● **WHAT IS EXPECTED**
Locate each line in the material below that contains the string "metal", and copy those lines out in their original order.

● **RECORD EXTRACTS**
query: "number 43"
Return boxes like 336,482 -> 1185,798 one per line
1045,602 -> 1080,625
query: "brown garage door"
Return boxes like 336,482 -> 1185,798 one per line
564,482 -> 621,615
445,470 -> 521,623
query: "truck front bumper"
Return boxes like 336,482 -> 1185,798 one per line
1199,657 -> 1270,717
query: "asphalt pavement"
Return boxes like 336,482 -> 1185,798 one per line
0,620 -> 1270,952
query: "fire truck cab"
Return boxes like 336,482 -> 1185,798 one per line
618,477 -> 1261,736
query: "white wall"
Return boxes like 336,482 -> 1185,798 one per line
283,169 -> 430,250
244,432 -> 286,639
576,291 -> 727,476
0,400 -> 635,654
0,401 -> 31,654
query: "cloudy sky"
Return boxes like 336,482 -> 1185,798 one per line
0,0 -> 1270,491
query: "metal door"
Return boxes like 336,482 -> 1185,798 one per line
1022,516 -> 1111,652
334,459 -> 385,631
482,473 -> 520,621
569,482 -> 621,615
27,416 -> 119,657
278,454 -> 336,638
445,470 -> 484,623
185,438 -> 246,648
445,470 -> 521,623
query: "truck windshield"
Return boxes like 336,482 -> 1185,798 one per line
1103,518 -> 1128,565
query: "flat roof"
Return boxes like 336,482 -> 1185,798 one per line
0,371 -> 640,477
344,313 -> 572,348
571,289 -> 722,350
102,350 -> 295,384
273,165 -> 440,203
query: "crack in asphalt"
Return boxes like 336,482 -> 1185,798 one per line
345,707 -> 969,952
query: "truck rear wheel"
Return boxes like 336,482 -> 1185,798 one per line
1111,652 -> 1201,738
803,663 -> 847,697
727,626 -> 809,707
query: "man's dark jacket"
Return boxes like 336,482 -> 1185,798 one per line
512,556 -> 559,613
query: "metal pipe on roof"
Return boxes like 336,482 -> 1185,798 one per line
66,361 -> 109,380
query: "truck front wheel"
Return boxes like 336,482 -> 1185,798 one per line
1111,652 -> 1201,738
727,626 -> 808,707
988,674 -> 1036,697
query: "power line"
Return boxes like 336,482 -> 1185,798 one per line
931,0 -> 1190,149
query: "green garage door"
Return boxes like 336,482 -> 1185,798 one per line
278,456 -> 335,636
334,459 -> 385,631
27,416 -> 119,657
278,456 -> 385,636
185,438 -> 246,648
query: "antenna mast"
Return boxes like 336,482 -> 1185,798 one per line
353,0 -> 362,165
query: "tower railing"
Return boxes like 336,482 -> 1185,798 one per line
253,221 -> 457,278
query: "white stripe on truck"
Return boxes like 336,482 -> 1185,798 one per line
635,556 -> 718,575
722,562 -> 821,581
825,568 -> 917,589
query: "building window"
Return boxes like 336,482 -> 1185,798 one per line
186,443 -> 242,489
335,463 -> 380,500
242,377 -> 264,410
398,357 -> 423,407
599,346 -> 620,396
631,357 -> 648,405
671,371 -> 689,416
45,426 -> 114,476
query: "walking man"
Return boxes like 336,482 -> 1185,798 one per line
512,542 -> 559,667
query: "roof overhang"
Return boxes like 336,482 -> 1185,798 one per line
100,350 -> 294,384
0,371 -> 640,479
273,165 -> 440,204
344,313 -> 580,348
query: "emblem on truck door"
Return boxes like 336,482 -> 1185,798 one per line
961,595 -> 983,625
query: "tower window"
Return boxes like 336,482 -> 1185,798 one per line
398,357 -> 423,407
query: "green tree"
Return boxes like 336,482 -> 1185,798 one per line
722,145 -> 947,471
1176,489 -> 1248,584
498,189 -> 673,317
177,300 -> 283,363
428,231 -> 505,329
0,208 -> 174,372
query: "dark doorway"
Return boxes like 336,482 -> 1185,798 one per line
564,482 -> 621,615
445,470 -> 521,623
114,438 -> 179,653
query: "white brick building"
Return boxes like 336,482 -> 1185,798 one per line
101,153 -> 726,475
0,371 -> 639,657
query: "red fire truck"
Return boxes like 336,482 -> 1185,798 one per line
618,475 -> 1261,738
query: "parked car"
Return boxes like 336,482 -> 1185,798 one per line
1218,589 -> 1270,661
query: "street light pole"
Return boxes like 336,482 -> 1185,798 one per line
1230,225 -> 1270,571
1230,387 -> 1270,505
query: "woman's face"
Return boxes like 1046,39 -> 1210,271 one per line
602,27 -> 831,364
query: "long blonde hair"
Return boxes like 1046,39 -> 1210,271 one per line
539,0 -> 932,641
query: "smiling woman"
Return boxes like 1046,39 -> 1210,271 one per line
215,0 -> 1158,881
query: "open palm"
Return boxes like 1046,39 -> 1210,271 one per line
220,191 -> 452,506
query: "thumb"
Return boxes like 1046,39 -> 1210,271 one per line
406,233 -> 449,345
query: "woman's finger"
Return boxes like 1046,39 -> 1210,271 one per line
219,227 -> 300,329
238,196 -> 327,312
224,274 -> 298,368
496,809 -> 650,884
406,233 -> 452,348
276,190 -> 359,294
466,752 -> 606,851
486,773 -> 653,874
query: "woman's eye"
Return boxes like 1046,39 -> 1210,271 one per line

● **CORRECT ANSWER**
query: "metal door"
query: "metal pipe on roof"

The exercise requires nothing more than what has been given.